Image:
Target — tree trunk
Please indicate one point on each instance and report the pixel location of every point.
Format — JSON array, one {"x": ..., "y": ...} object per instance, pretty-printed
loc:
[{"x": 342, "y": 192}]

--------

Write out the material above again, putting "lamp post" in place of "tree trunk" and changing nothing else.

Image:
Target — lamp post
Please indicate one point on each instance and report the pixel location of every point.
Format — JSON array, one {"x": ..., "y": ...} object per instance, pretty-printed
loc:
[{"x": 342, "y": 192}]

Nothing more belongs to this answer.